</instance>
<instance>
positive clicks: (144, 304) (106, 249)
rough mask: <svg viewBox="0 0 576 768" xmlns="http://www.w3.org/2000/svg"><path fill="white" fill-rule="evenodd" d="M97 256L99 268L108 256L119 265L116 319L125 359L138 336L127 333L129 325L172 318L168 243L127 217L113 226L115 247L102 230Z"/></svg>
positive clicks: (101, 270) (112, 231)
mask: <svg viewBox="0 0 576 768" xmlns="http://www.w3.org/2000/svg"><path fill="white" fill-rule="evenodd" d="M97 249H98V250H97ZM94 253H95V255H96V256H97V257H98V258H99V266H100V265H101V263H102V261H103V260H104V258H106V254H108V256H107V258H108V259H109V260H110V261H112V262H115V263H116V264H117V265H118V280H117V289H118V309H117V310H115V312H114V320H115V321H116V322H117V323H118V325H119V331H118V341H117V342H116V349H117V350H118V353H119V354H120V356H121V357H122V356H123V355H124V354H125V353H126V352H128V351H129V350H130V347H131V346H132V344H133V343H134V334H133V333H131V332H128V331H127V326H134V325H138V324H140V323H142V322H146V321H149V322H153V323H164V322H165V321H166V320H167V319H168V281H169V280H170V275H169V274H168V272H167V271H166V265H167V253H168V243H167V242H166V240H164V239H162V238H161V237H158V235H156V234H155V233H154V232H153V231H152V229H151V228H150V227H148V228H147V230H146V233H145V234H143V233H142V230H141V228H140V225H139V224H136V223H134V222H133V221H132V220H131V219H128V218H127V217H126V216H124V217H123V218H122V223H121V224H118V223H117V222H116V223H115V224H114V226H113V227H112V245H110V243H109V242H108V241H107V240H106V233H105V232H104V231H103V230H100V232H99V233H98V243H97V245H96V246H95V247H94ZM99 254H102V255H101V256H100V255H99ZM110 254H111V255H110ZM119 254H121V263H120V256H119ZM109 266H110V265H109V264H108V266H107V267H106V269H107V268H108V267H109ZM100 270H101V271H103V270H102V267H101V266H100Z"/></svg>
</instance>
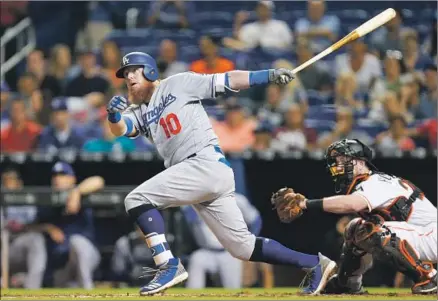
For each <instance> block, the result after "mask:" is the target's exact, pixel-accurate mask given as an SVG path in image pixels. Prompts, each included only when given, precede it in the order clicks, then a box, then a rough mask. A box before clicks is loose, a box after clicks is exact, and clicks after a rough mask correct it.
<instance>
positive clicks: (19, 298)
mask: <svg viewBox="0 0 438 301" xmlns="http://www.w3.org/2000/svg"><path fill="white" fill-rule="evenodd" d="M367 290H368V294H366V295H361V296H352V295H321V296H316V297H308V296H303V295H300V294H299V293H298V292H299V290H298V289H297V288H275V289H238V290H225V289H202V290H189V289H184V288H174V289H169V290H167V291H166V292H165V293H164V294H162V295H155V296H149V297H141V296H139V294H138V290H137V289H112V288H99V289H94V290H91V291H87V290H83V289H41V290H23V289H8V290H6V289H2V290H1V300H145V299H147V300H187V299H191V300H237V299H238V300H437V296H436V295H426V296H418V295H412V294H411V293H410V290H409V289H392V288H369V289H367Z"/></svg>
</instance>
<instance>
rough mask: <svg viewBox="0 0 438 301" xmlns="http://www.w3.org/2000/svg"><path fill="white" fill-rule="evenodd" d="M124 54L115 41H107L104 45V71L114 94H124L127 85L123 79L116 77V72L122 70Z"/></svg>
mask: <svg viewBox="0 0 438 301" xmlns="http://www.w3.org/2000/svg"><path fill="white" fill-rule="evenodd" d="M121 60H122V54H121V53H120V49H119V46H117V44H116V43H115V42H114V41H111V40H106V41H104V42H103V43H102V67H103V68H102V71H103V74H104V75H105V77H106V79H107V80H108V81H109V83H110V84H111V87H112V89H113V91H114V94H123V91H124V90H126V89H125V88H126V84H125V81H124V79H123V78H118V77H116V71H117V70H118V69H119V68H120V62H121Z"/></svg>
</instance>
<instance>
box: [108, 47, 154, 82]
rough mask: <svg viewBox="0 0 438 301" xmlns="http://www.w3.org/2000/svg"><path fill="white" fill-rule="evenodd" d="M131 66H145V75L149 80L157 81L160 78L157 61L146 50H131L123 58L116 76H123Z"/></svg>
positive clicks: (145, 76)
mask: <svg viewBox="0 0 438 301" xmlns="http://www.w3.org/2000/svg"><path fill="white" fill-rule="evenodd" d="M129 66H141V67H143V74H144V77H146V79H147V80H148V81H151V82H153V81H156V80H157V79H158V67H157V62H156V61H155V60H154V58H153V57H151V56H150V55H149V54H147V53H144V52H130V53H128V54H127V55H125V56H124V57H123V58H122V62H121V63H120V69H119V70H117V72H116V77H118V78H123V77H124V76H123V71H124V70H125V68H126V67H129Z"/></svg>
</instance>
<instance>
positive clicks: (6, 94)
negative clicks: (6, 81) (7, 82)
mask: <svg viewBox="0 0 438 301" xmlns="http://www.w3.org/2000/svg"><path fill="white" fill-rule="evenodd" d="M10 91H11V90H10V88H9V86H8V84H7V83H6V82H5V81H2V82H1V84H0V122H1V124H0V128H1V129H4V128H5V127H6V126H8V125H9V123H10V122H9V119H10V118H9V102H10V97H11V92H10Z"/></svg>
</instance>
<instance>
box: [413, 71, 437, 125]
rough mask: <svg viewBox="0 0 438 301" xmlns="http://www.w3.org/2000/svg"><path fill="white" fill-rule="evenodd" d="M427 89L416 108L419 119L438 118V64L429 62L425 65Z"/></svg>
mask: <svg viewBox="0 0 438 301" xmlns="http://www.w3.org/2000/svg"><path fill="white" fill-rule="evenodd" d="M424 76H425V88H426V89H425V91H424V92H423V93H422V94H421V96H420V103H419V104H418V106H417V107H416V108H415V117H416V118H418V119H426V118H436V117H437V114H438V111H437V99H438V83H437V80H438V76H437V65H436V64H433V63H431V64H428V65H426V66H425V67H424Z"/></svg>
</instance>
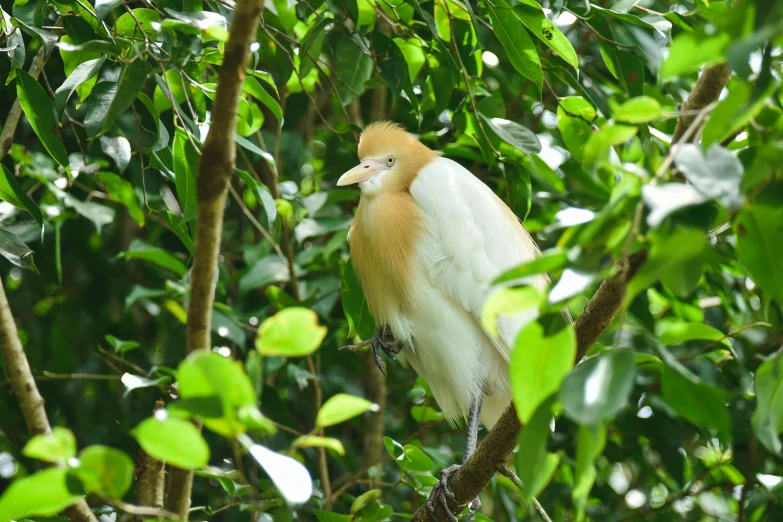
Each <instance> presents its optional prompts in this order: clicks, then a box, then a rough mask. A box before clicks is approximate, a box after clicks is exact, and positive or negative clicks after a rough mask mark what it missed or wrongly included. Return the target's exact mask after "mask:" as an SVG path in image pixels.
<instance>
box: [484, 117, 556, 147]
mask: <svg viewBox="0 0 783 522" xmlns="http://www.w3.org/2000/svg"><path fill="white" fill-rule="evenodd" d="M479 116H481V119H482V120H484V121H485V122H486V124H487V125H488V126H489V128H490V129H491V130H492V132H494V133H495V134H496V135H497V136H498V138H500V139H502V140H503V141H505V142H506V143H508V144H509V145H511V146H513V147H515V148H517V149H519V150H520V151H521V152H524V153H526V154H538V153H539V152H541V142H540V141H538V136H536V134H535V133H534V132H533V131H531V130H530V129H528V128H527V127H523V126H522V125H520V124H518V123H515V122H513V121H509V120H505V119H503V118H488V117H487V116H485V115H484V114H481V113H479Z"/></svg>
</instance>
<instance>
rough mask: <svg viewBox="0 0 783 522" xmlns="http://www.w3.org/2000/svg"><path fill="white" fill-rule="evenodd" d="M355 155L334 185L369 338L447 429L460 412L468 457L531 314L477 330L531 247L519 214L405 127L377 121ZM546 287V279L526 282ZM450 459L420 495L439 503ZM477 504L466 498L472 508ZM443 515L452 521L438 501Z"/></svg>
mask: <svg viewBox="0 0 783 522" xmlns="http://www.w3.org/2000/svg"><path fill="white" fill-rule="evenodd" d="M359 160H360V161H361V163H359V165H357V166H356V167H354V168H353V169H351V170H349V171H348V172H346V173H345V174H343V175H342V177H340V179H339V181H338V182H337V185H338V186H344V185H353V184H358V185H359V188H360V189H361V198H360V202H359V207H358V209H357V211H356V216H355V218H354V221H353V224H352V226H351V230H350V233H349V241H350V249H351V258H352V262H353V266H354V269H355V271H356V274H357V276H358V278H359V281H360V283H361V285H362V288H363V290H364V294H365V296H366V298H367V305H368V307H369V309H370V312H371V313H372V316H373V318H374V319H375V322H376V325H377V326H378V330H377V333H376V335H375V337H374V338H373V339H371V340H368V341H365V343H361V344H360V345H352V346H348V347H344V348H348V349H355V348H356V347H358V346H361V345H368V344H369V345H370V346H372V349H373V352H374V354H375V360H376V363H377V364H378V367H379V369H380V370H381V371H382V372H383V373H384V374H385V373H386V372H385V365H384V363H383V361H382V359H381V357H380V356H379V354H378V351H379V350H382V351H383V352H385V353H386V355H387V356H389V357H391V358H395V355H396V358H397V359H399V360H400V362H401V363H402V364H403V365H410V366H411V367H412V368H413V369H414V370H415V371H416V372H417V373H418V374H419V376H421V377H422V379H424V380H425V381H426V382H427V384H428V385H429V387H430V388H431V390H432V394H433V396H434V397H435V400H436V401H437V403H438V405H439V406H440V408H441V409H442V410H443V413H444V415H445V416H446V419H447V420H448V421H449V423H450V424H451V425H452V426H455V425H456V424H458V423H460V422H464V421H465V420H467V426H468V434H467V444H466V448H465V453H464V459H463V463H464V461H465V460H467V459H468V458H469V457H470V455H471V454H472V453H473V452H474V451H475V449H476V442H477V437H478V427H479V421H480V422H481V423H482V424H484V426H485V427H486V428H487V429H491V428H492V426H494V425H495V423H496V422H497V420H498V418H499V417H500V415H501V413H502V412H503V410H504V409H505V408H506V407H507V406H508V405H509V403H510V402H511V390H510V385H509V371H508V370H509V359H510V357H511V350H512V348H513V346H514V342H515V340H516V335H517V333H518V332H519V330H520V329H521V328H522V327H523V326H524V325H525V324H526V323H527V322H529V321H530V320H531V319H533V318H534V317H535V315H534V314H535V312H532V314H533V315H532V316H531V313H527V314H516V315H510V316H508V315H502V316H500V317H499V318H498V336H497V337H494V336H492V335H490V334H489V333H488V332H487V331H486V330H485V329H484V327H483V326H482V322H481V311H482V307H483V305H484V302H485V301H486V299H487V297H488V296H489V295H490V293H491V292H492V291H493V289H492V288H491V282H492V281H493V280H494V279H495V278H496V277H497V276H498V275H500V274H501V273H503V272H505V271H506V270H508V269H510V268H512V267H514V266H517V265H520V264H522V263H524V262H526V261H530V260H532V259H534V258H535V257H536V256H537V255H539V250H538V247H537V246H536V244H535V243H534V242H533V240H532V239H531V237H530V235H529V234H528V233H527V231H526V230H525V229H524V227H523V226H522V224H521V223H520V221H519V219H518V218H517V217H516V216H515V215H514V213H513V212H512V211H511V209H509V208H508V207H507V206H506V205H505V204H504V203H503V201H501V200H500V198H498V197H497V196H496V195H495V193H494V192H493V191H492V190H491V189H490V188H489V187H487V186H486V185H485V184H484V183H482V182H481V181H480V180H479V179H478V178H476V177H475V176H474V175H473V174H471V173H470V172H469V171H468V170H466V169H465V168H464V167H462V166H461V165H459V164H458V163H456V162H454V161H452V160H450V159H447V158H444V157H442V156H441V154H440V153H439V152H436V151H433V150H431V149H429V148H428V147H426V146H425V145H423V144H422V143H421V142H420V141H419V140H418V139H416V138H415V137H414V136H412V135H411V134H409V133H408V132H406V131H405V130H404V129H403V128H402V127H401V126H399V125H397V124H395V123H391V122H385V121H384V122H376V123H373V124H371V125H369V126H368V127H367V128H366V129H365V130H364V132H362V135H361V138H360V140H359ZM524 282H525V283H527V284H531V285H533V286H535V287H536V288H538V289H539V290H542V291H543V290H544V289H545V287H546V285H547V278H546V276H544V275H538V276H535V277H531V278H528V279H526V280H524ZM457 469H459V465H454V466H451V467H449V468H447V469H445V470H444V471H443V472H442V473H441V477H440V481H439V482H438V484H436V486H435V487H434V488H433V490H432V494H431V495H430V498H429V500H428V501H427V510H428V511H429V512H430V515H431V516H432V515H433V510H434V507H435V502H438V503H440V504H441V505H442V506H444V507H446V499H447V498H451V497H452V495H451V492H450V491H449V488H448V481H449V478H450V477H451V476H452V475H453V473H454V472H456V471H457ZM479 506H480V503H479V501H478V498H476V499H475V500H474V501H473V502H471V504H470V510H471V515H473V514H475V512H476V510H477V509H478V507H479ZM446 511H447V513H448V514H449V517H450V519H452V520H456V518H455V517H454V515H453V514H451V512H450V511H449V510H448V509H446Z"/></svg>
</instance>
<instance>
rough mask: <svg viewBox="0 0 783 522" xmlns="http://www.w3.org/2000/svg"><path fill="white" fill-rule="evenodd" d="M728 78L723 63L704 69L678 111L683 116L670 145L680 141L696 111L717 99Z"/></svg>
mask: <svg viewBox="0 0 783 522" xmlns="http://www.w3.org/2000/svg"><path fill="white" fill-rule="evenodd" d="M730 77H731V69H730V68H729V66H728V65H726V64H725V63H721V64H718V65H713V66H712V67H707V68H706V69H704V72H702V73H701V76H699V80H698V81H697V82H696V85H694V86H693V90H691V94H690V95H689V96H688V99H687V100H685V102H684V103H683V104H682V106H681V107H680V111H681V112H684V113H685V115H682V116H680V118H679V119H678V120H677V126H676V127H675V128H674V134H673V135H672V145H674V144H675V143H677V142H678V141H680V139H681V138H682V136H683V134H685V131H686V130H688V127H690V126H691V124H692V123H693V120H694V119H695V118H696V115H697V114H698V111H700V110H702V109H703V108H704V107H706V106H707V105H709V104H711V103H713V102H714V101H716V100H717V99H718V97H719V96H720V93H721V91H722V90H723V88H724V87H726V84H727V83H729V78H730ZM689 113H690V114H689Z"/></svg>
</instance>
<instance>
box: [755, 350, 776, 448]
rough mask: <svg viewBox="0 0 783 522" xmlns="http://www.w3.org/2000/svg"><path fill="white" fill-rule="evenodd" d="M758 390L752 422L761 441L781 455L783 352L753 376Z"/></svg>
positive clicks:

* * * * *

→ What is required: Could you reproduce exactly the lines of the entries above, from the one with "box: [108, 47, 154, 82]" through the one with "box: [413, 71, 437, 125]", and nothing else?

→ Exercise response:
box: [108, 47, 154, 82]
rough mask: <svg viewBox="0 0 438 301" xmlns="http://www.w3.org/2000/svg"><path fill="white" fill-rule="evenodd" d="M131 66H145V75L149 80L157 81L160 78L157 61L146 50H131L123 58L116 76H123Z"/></svg>
positive clicks: (145, 76)
mask: <svg viewBox="0 0 438 301" xmlns="http://www.w3.org/2000/svg"><path fill="white" fill-rule="evenodd" d="M129 66H141V67H143V74H144V77H146V79H147V80H148V81H151V82H153V81H156V80H157V79H158V67H157V62H156V61H155V60H154V58H153V57H151V56H150V55H149V54H147V53H144V52H130V53H128V54H127V55H125V56H124V57H123V58H122V62H121V63H120V69H119V70H117V72H116V77H118V78H123V77H124V76H123V71H124V70H125V68H126V67H129Z"/></svg>
</instance>
<instance>
positive clicks: (6, 94)
negative clicks: (6, 81) (7, 82)
mask: <svg viewBox="0 0 438 301" xmlns="http://www.w3.org/2000/svg"><path fill="white" fill-rule="evenodd" d="M10 91H11V90H10V88H9V86H8V84H7V83H6V82H5V81H2V82H1V84H0V122H1V124H0V128H1V129H4V128H5V127H6V126H8V125H9V123H10V122H9V119H10V118H9V102H10V97H11V92H10Z"/></svg>
</instance>
<instance>
box: [413, 71, 437, 125]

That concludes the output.